**KUTIPAN TEKS:**
Kenapa tidak berteman saja?
Kenapa ya, karena saat kita berteman itu bla..bla..bla…. Ada
banyak alasan yang dilontarkan. Intinya satu, kalau hanya sekedar berteman
tidak ada kebermilikan. Nah loh, iya kan? Ngaku deh. Hello, emang kita motor
yang harus ada tanda BPKB. Pada fase ini yang dicari sebenarya adalah rasa
aman. Bagi perempuan, rasa aman yang didapatkan disebabkan karena dia merasa
sudah ada yang nge-cim. Apalagi
banyak data yang menyatakan bahwa jumlah perempuan lebih banyak dari pada
jumlah laki-laki. Akhirnya insting persaingan sedikit banyak, muncul. Mereka
lupa, data itu hanya berkata tentang kuantitas. Terlebih lagi mereka lupa bahwa
kwalitas yang mempengaruhi nilai. Perempuan emang banyak, tapi yang kayak aku
cuma satu. Huaaa…ada yang narsis. Hehehehe.

**SOAL LATIHAN A:** Tulis ulang seluruh kutipan tentang alasan tidak sekadar berteman di atas, kata demi kata.

**DATA TUGAS:**
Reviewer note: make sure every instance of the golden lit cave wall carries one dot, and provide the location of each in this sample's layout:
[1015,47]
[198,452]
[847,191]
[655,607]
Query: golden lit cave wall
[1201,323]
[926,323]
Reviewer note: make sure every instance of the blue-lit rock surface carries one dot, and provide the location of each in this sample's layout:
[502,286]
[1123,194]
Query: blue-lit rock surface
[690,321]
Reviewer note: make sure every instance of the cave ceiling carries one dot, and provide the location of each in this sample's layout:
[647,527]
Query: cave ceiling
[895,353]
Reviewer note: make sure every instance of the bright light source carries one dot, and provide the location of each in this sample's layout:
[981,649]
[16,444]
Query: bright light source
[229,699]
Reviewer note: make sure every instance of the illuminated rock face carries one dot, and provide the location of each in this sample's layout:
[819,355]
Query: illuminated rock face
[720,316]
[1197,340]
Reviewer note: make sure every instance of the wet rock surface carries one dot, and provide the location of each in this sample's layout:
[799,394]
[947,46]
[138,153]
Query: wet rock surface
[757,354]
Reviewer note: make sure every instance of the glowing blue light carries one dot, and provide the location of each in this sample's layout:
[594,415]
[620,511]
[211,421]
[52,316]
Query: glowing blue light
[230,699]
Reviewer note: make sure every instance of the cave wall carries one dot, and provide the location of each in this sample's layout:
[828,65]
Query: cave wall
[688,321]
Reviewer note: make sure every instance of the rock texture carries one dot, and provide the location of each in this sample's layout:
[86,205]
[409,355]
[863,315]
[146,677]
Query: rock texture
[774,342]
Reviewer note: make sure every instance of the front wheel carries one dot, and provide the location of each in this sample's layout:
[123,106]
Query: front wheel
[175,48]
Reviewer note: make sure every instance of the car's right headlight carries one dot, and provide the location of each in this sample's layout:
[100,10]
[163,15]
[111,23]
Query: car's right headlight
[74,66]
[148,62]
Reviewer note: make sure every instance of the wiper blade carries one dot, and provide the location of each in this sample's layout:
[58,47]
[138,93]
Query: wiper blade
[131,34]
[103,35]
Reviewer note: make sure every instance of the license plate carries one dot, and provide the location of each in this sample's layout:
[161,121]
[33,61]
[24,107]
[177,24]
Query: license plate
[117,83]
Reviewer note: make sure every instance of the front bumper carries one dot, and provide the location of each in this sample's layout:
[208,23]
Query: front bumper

**SOAL LATIHAN B:** Tukar "license plate" dengan "number plate" pada daftar, mulai dari baris yang memuat "Reviewer note: make sure every instance of the front wheel" sampai baris terakhir daftar, lalu tuliskan hanya baris-baris itu tanpa perubahan lain.

**HASIL LATIHAN A:**
Kenapa tidak berteman saja?
Kenapa ya, karena saat kita berteman itu bla..bla..bla…. Ada
banyak alasan yang dilontarkan. Intinya satu, kalau hanya sekedar berteman
tidak ada kebermilikan. Nah loh, iya kan? Ngaku deh. Hello, emang kita motor
yang harus ada tanda BPKB. Pada fase ini yang dicari sebenarya adalah rasa
aman. Bagi perempuan, rasa aman yang didapatkan disebabkan karena dia merasa
sudah ada yang nge-cim. Apalagi
banyak data yang menyatakan bahwa jumlah perempuan lebih banyak dari pada
jumlah laki-laki. Akhirnya insting persaingan sedikit banyak, muncul. Mereka
lupa, data itu hanya berkata tentang kuantitas. Terlebih lagi mereka lupa bahwa
kwalitas yang mempengaruhi nilai. Perempuan emang banyak, tapi yang kayak aku
cuma satu. Huaaa…ada yang narsis. Hehehehe.

**HASIL LATIHAN B:**
Reviewer note: make sure every instance of the front wheel carries one dot, and provide the location of each in this sample's layout:
[123,106]
Query: front wheel
[175,48]
Reviewer note: make sure every instance of the car's right headlight carries one dot, and provide the location of each in this sample's layout:
[100,10]
[163,15]
[111,23]
Query: car's right headlight
[74,66]
[148,62]
Reviewer note: make sure every instance of the wiper blade carries one dot, and provide the location of each in this sample's layout:
[58,47]
[138,93]
Query: wiper blade
[131,34]
[103,35]
Reviewer note: make sure every instance of the number plate carries one dot, and provide the location of each in this sample's layout:
[161,121]
[33,61]
[24,107]
[177,24]
Query: number plate
[117,83]
Reviewer note: make sure every instance of the front bumper carries one dot, and provide the location of each in this sample's layout:
[208,23]
Query: front bumper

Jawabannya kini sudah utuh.